Start of Given passage

Observation
Same k6 script produced different results on two machines: 8 GB laptop vs. 32 GB laptop. The discrepancy pointed to the load generator itself being the bottleneck, not the system under test.
Why this happens
Each k6 VU is a single-threaded JavaScript runtime with its own event loop. When the host runs out of CPU or memory, the event loops can’t process callbacks efficiently — this shows up as artificial latency in results, making the target system look slower than it is.
k6 can handle 30,000–40,000 VUs on a well-resourced machine, but on a constrained host even a few hundred VUs can saturate it.
Warning
Skewed results from a saturated load generator are silent — the test completes and reports numbers, but those numbers reflect the generator’s limits, not the target system’s behaviour.
Signals that the generator is the bottleneck
- Results differ significantly between machines with different RAM/CPU.
- CPU utilisation on the test machine hits ~100% during the test.
- Latency percentiles are suspiciously uniform or plateau in a way that mirrors CPU saturation, not server behaviour.
Guidelines
| Metric | Safe threshold |
|---|---|
| Load generator CPU | < 80% |
| Load generator memory | < 90% |
- Scale gradually — start with a low VU count and ramp up, watching generator metrics before reading target metrics.

End of Given passage

(Problem): Translate this sentence from the k6 load testing notes into Spanish: "Skewed results from a saturated load generator are silent — the test completes and reports numbers, but those numbers reflect the generator’s limits, not the target system’s behaviour."

Start of Data provided

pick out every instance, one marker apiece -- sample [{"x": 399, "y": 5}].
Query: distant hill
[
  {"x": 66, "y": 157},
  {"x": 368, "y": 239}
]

End of Data provided

(Expected answer): Los resultados sesgados de un generador de carga saturado son silenciosos: la prueba termina y reporta cifras, pero esas cifras reflejan los límites del generador, no el comportamiento del sistema objetivo.